_Work required_
From the first line to the last, write out the data below exactly.

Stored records

^^^^

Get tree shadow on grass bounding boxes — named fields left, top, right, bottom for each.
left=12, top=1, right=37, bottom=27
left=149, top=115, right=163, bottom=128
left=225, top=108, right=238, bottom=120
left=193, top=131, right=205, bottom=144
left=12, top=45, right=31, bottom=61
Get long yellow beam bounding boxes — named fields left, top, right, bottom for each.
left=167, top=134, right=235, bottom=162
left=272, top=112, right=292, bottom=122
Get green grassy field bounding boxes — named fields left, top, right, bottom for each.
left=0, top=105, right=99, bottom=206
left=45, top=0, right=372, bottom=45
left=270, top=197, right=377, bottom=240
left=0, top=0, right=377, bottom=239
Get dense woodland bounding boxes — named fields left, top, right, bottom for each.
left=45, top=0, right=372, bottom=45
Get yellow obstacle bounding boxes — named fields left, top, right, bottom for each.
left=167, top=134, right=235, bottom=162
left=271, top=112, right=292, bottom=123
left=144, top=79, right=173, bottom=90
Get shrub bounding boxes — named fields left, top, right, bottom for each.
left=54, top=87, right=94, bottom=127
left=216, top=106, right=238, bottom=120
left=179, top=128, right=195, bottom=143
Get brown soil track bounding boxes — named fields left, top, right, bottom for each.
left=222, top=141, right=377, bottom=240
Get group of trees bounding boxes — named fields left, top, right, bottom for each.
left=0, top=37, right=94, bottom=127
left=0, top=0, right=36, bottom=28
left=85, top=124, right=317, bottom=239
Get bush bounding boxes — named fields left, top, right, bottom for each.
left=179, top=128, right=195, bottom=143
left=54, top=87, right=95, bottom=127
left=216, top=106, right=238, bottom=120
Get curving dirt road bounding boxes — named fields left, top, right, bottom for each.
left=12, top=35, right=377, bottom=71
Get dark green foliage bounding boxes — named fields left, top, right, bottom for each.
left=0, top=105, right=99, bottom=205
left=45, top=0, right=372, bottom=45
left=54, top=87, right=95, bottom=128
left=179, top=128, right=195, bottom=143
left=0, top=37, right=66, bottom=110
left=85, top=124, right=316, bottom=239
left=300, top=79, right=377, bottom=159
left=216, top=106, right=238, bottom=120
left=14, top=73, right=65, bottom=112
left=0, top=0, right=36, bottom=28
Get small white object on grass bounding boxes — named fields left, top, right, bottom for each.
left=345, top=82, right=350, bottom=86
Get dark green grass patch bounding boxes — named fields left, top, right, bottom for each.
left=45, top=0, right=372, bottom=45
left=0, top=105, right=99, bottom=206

^^^^

_Solution for this task_
Get tree shadow on grass bounding boxes — named fields left, top, right, bottom for each.
left=12, top=1, right=37, bottom=27
left=149, top=115, right=163, bottom=128
left=225, top=108, right=238, bottom=120
left=193, top=131, right=205, bottom=144
left=12, top=45, right=31, bottom=61
Get long yellow beam bounding boxes — named fields left, top, right, bottom for each.
left=167, top=134, right=235, bottom=162
left=272, top=112, right=292, bottom=122
Get green grassy field bounding boxes — named fields left, top, right, bottom for each.
left=0, top=105, right=99, bottom=206
left=45, top=0, right=372, bottom=45
left=270, top=197, right=377, bottom=240
left=0, top=0, right=377, bottom=239
Get dense woodland bounding boxes — named fields left, top, right, bottom for each.
left=45, top=0, right=372, bottom=45
Get yellow obstacle bounding boxes — named fields left, top, right, bottom for each.
left=167, top=134, right=235, bottom=162
left=271, top=112, right=292, bottom=123
left=144, top=79, right=173, bottom=90
Get shrub bounding boxes — named fields left, top, right, bottom for each.
left=54, top=87, right=94, bottom=127
left=216, top=106, right=238, bottom=120
left=179, top=128, right=195, bottom=143
Get brown soil track bounding boxes — named fields left, top, right, bottom for each.
left=222, top=141, right=377, bottom=240
Get group of trees bounding boxes — named fields left, top, right, bottom for each.
left=0, top=37, right=94, bottom=127
left=0, top=0, right=36, bottom=28
left=85, top=124, right=317, bottom=239
Get bush bounding boxes — named fields left, top, right, bottom for each.
left=179, top=128, right=195, bottom=143
left=54, top=87, right=95, bottom=127
left=216, top=106, right=238, bottom=120
Get curving dirt road bounding boxes — named fields left, top, right, bottom for each.
left=12, top=35, right=377, bottom=71
Get dark green foliage bounding boxes — named fields left, top, right, bottom for each.
left=0, top=105, right=99, bottom=205
left=45, top=0, right=372, bottom=45
left=54, top=87, right=95, bottom=128
left=179, top=128, right=195, bottom=143
left=0, top=37, right=66, bottom=110
left=85, top=124, right=316, bottom=239
left=300, top=79, right=377, bottom=159
left=216, top=106, right=238, bottom=120
left=14, top=73, right=65, bottom=112
left=0, top=0, right=36, bottom=28
Get small white object on grass bounding boxes — named fields left, top, right, bottom for each.
left=345, top=82, right=350, bottom=86
Get dark green grass patch bounding boxes — named fields left, top, right, bottom for each.
left=45, top=0, right=372, bottom=45
left=0, top=105, right=99, bottom=206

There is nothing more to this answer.